_Source extract_:
=======

- Corporate Social Responsibility (“CSR”) defined under the CSR Rules
- Applicable to every company including branch and project offices of a foreign company in India
- Dispensed with the requirement of independent director for private limited and unlisted companies
- Social business projects removed from Schedule VII
- CSR expenditure includes ‘spending’ as well as ‘contribution’
- Non clarity on tax treatment for undertaking CSR activities
- Regulatory fault-line between foreign contribution and CSR regime
- Deletion of social business projects whether valid?
- Whether alteration of the Schedule an abdication of legislative power?
The much discussed and awaited CSR provisions have been notified by the Ministry of Corporate Affairs (“MCA”) on February 27, 20141 giving effect to Section 135 the new Companies Act, 2013 (“Companies Act”) dealing with CSR read with Schedule VII2 (“Schedule”) of the Companies Act and the Companies (Corporate Social Responsibility) Rules, 2014 (“CSR Rules”). This is in furtherance of powers provided to the Central Government under Section 469 and Section 467 the Companies Act to make and alter rules, regulations etc. and any provisions contained in any of the schedule under the Companies Act. Moreover, any such alteration in the rules or schedules needs to be placed before both the houses of the parliament for validity.

=======

_Supplied data_:
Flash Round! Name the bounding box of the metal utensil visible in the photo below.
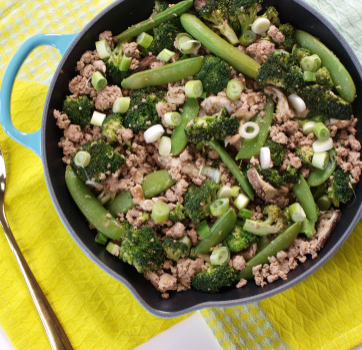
[0,148,73,350]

=======

_Goal_:
Carry on the text on India's CSR rules, starting after its final sentence. The material is separate from the text on India's CSR rules.

_Reply to the exercise_:
The said Section, Schedule and CSR Rules will come into effect from the first day of April, 2014.
The CSR provision will be applicable to companies with an annual turnover of INR 10 billion and more, or a net worth of INR 5 billion and more, or a net profit of INR 0.05 billion or more during any financial year. Companies that trigger any of the aforesaid conditions must spend at least two per cent (2%) of their average net profits made during the three immediately preceding financial years on CSR activities and/or report the reason for spending or non-expenditure. With the notification having been issued almost a month prior to the date of implementation of CSR provision, the companies will have to gear up to formulate their CSR policy; keeping in mind the revised list of activities enlisted under the amended Schedule VII and the CSR Rules.
CSR PROVISIONS AS ENVISAGED UNDER SECTION 135 OF THE COMPANIES ACT
Every qualifying company will be required to constitute a CSR Committee (‘Committee”) of the Board of Directors (“Board”) consisting of three or more directors3. The Committee shall formulate and recommend to the Board, a CSR policy which shall indicate the activities to be undertaken; recommend the amount of expenditure to be incurred on the activities referred and monitor the CSR policy of the company4. The Board shall take into account the recommendations made by the CSR Committee and approve the CSR policy of the company5.
It will be important to understand the key changes brought in by the CSR Rules and Schedule VII as captured originally under Section 135 of the Companies Act.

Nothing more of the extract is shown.